WHAT TO WORK ON: Using the blog post, explain in one to three sentences why unique author identifiers such as ORCID are useful.

PAGE:
• • •
I will of course do everything possible to attend this workshop, but haven’t yet secured funding for the trip. What I hope to contribute to the Beyond the PDF project is a more intelligent use of citations (the following was also posted to the Beyond the PDF discussion group):

Unique Author Identifiers
Unique author identifiers such as ORCID not only are a big help in knowledge discovery (finding other interesting papers, datasets, etc. by the same person), but they can also help to better define the contributions of a researcher to a particular paper. This could mean a general description of the contribution (had idea for project, collected data, helped write manuscript, etc.), or could also describe a very specific contribution (researcher X did experiment Y).

Citation styles
We already have far too many citation styles, but the styles we use
have several important shortcomings. I suggest the following changes:

  • Use the DOI instead of volume and page numbers whenever possible
  • Use ORCID to link to the authors of the citations
  • Use the Citation Typing Ontology (CiTO) to describe the meaning of the citation
  • Use a note field to explain why the citation was used

Any authoring tool should obviously use the Citation Style Language (CSL) to format citations. And the citations should be provided with a CC Zero or similar license to allow reuse.

Cited by
At least as important as the citations by a particular paper are the incoming citations, the works that cite a paper. We need much better mechanisms to automate these “trackbacks”, and this should go beyond other papers and also include datasets, blog posts, etc. The incoming citations are of course very helpful for discovery, and the basis for alternative metrics.

This entry was posted in Conferences, Interviews, Presentations, Recipes, ResearchBlogging, Reviews, Snippets, Thoughts and tagged , , . Bookmark the permalink.

11 Responses to Beyond the PDF – it is time for a workshop

  1. John Wilkins says:

    All nice in theory, but here’s what will actually happen:

    Journal editors will not understand all this, and will insist on getting final XML documents from authors with the right DTD.

    Authors will try to do this in the usual authoring tools like Werd. They will screw it up, because they are, well, authors not compositors. Their papers will take longer to publish because of the cycles of return and resubmit. Pressure will be put upon the journal editor, who will pressure the publishers, who will go back to what they already know.

    Microsoft will create a plugin that is more or less compliant for authoring to the NLM DTD (or some other DTD), but, being Microsoft, will add all kinds of useless garbage, sorry, features that make using their post processor mandatory.

    It will not work well. It will exclude all non-Windows users. It will generate a horrible looking page that will need to be post processed to remove all the MS-specific code.

    The problem with all markup language solutions is the lack of a decent editor that is cross-platform, validates, and is easy to use (i.e., doesn’t require that the author be a compositor), and what is more, this has been the problem since the US DoD mandated it for all contract proposals back in the 1980s.
• • •
SUPPLIED MATERIAL:
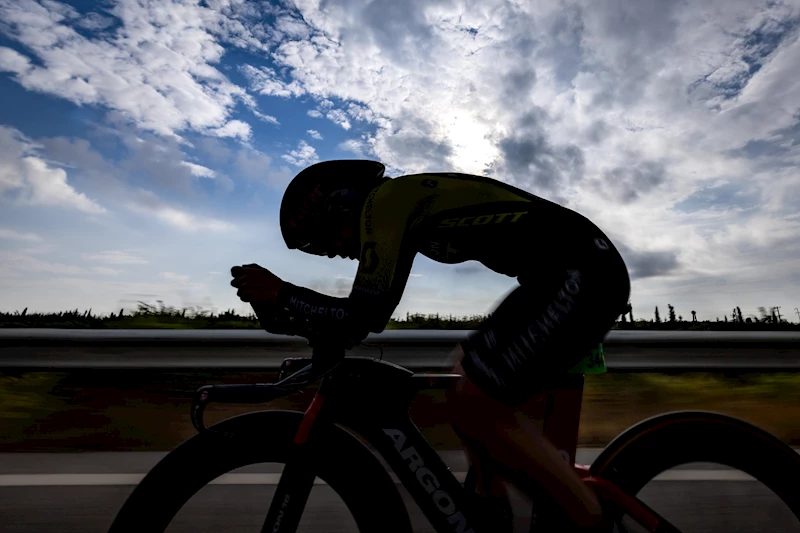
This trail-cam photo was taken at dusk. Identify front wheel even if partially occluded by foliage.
• • •
OUTPUT: They aid knowledge discovery by making it possible to find other papers, datasets and similar work by the same person. They can also better define a researcher's contribution to a particular paper. That contribution can be described in general terms, such as having the idea or collecting data, or very specifically, such as researcher X doing experiment Y.